_Aufgabenstellung:_
[1] Schreiben Sie den Text zur Wandbemalung ab „Unterhalb der Emporen“ bis einschließlich „Fenster des Kirchenschiffs.“ erneut und benennen Sie dabei „Sockel“ in „Sockelstreifen“ um.
[2] Welche Farbe hatte laut dem Text zur Wandbemalung der Sockel unterhalb der Emporen?

_Textauszug:_
*-*-*

Unterhalb der Emporen trugen die Wände eine Bemalung in zwei Zonen. Die untere Zone bildete ein einfarbiger Sockel in Dunkelbraun. Eine breite Bordüre mit einem Blatt- und Blütenornament trennte den Sockel vom oberen Wandbereich, der mit Quadermalerei versehen war. Den Übergang zur Decke markierte ein schmaler Fries. Alle Fenster- und Türeinfassungen waren durch steingraue Quader markiert. Die Fensterlaibungen waren überraschenderweise nicht etwa auch quadriert, sondern einfarbig gestrichen und mit einem helleren Kantenstreifen versehen. Dies spricht sehr dafür, dass die Laibungen analog zu Reutlingen (und vielen anderen Kirchen der Zeit) Laibungsmuster erhalten sollten. Gleiches gilt auch für die oberen Fenster des Kirchenschiffs.
Oberhalb der Empore wurden die Fenster- und Türöffnungen von abwechselnd hell- und dunkelgrauer Quadrierung eingefasst. Die Wände waren in drei horizontale Gestaltungszonen eingeteilt. Zunächst fand sich ganz unten wieder ein hoher Wandsockel, diesmal mit einem großformatigen teppichartigen Muster auf ockernem Grund, abgeschlossen von einer Bordüre mit einem Rankenornament. Der darüber liegende Bereich wies keine Quadrierung auf, sondern eine horizontale Linierung mit doppeltem Fugenstrich auf Ockergrund. Dieser Wandbereich sollte wohl ursprünglich analog zur Einfassung der Fenster abwechselnd zweifarbig ausgeführt werden. Ungefähr auf Höhe der Kämpferlinie der Fenster war eine Quaderlage bereits in dunklerem Farbton gefasst, die den Übergang zum obersten Wandabschnitt markierte. Hier darf wohl in der ursprünglichen Planung eine weitere Bordüre vermutet werden. Die oberste Wandzone war wiederum mit weißem Fugenstrich quadriert. Direkt unterhalb der Decke schloss ein breiter Kreuzbogenfries die Wandfassung nach oben hin ab.

*-*-*

Einträge zur Bildsegmentierung:
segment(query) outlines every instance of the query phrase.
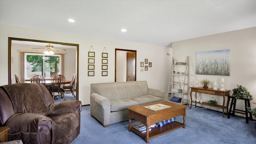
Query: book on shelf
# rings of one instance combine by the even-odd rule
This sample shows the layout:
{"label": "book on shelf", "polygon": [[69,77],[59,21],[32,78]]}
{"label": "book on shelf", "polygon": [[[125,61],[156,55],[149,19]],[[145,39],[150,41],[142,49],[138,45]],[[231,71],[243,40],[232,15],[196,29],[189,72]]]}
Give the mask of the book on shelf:
{"label": "book on shelf", "polygon": [[[148,129],[148,131],[150,131],[150,130],[151,130],[151,128],[150,128]],[[145,132],[147,131],[146,130],[140,130],[140,132],[141,132],[141,133],[144,133]]]}
{"label": "book on shelf", "polygon": [[[132,123],[131,125],[133,128],[139,131],[141,133],[144,133],[146,132],[146,126],[140,122],[136,122]],[[151,130],[151,128],[154,127],[153,126],[154,125],[151,125],[148,128],[148,131]]]}
{"label": "book on shelf", "polygon": [[140,122],[136,122],[132,124],[131,125],[133,127],[138,130],[142,130],[146,128],[145,124],[142,124]]}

*-*-*

_Lösungen:_
[1]
Unterhalb der Emporen trugen die Wände eine Bemalung in zwei Zonen. Die untere Zone bildete ein einfarbiger Sockelstreifen in Dunkelbraun. Eine breite Bordüre mit einem Blatt- und Blütenornament trennte den Sockelstreifen vom oberen Wandbereich, der mit Quadermalerei versehen war. Den Übergang zur Decke markierte ein schmaler Fries. Alle Fenster- und Türeinfassungen waren durch steingraue Quader markiert. Die Fensterlaibungen waren überraschenderweise nicht etwa auch quadriert, sondern einfarbig gestrichen und mit einem helleren Kantenstreifen versehen. Dies spricht sehr dafür, dass die Laibungen analog zu Reutlingen (und vielen anderen Kirchen der Zeit) Laibungsmuster erhalten sollten. Gleiches gilt auch für die oberen Fenster des Kirchenschiffs.

[2] Der Sockel war einfarbig dunkelbraun.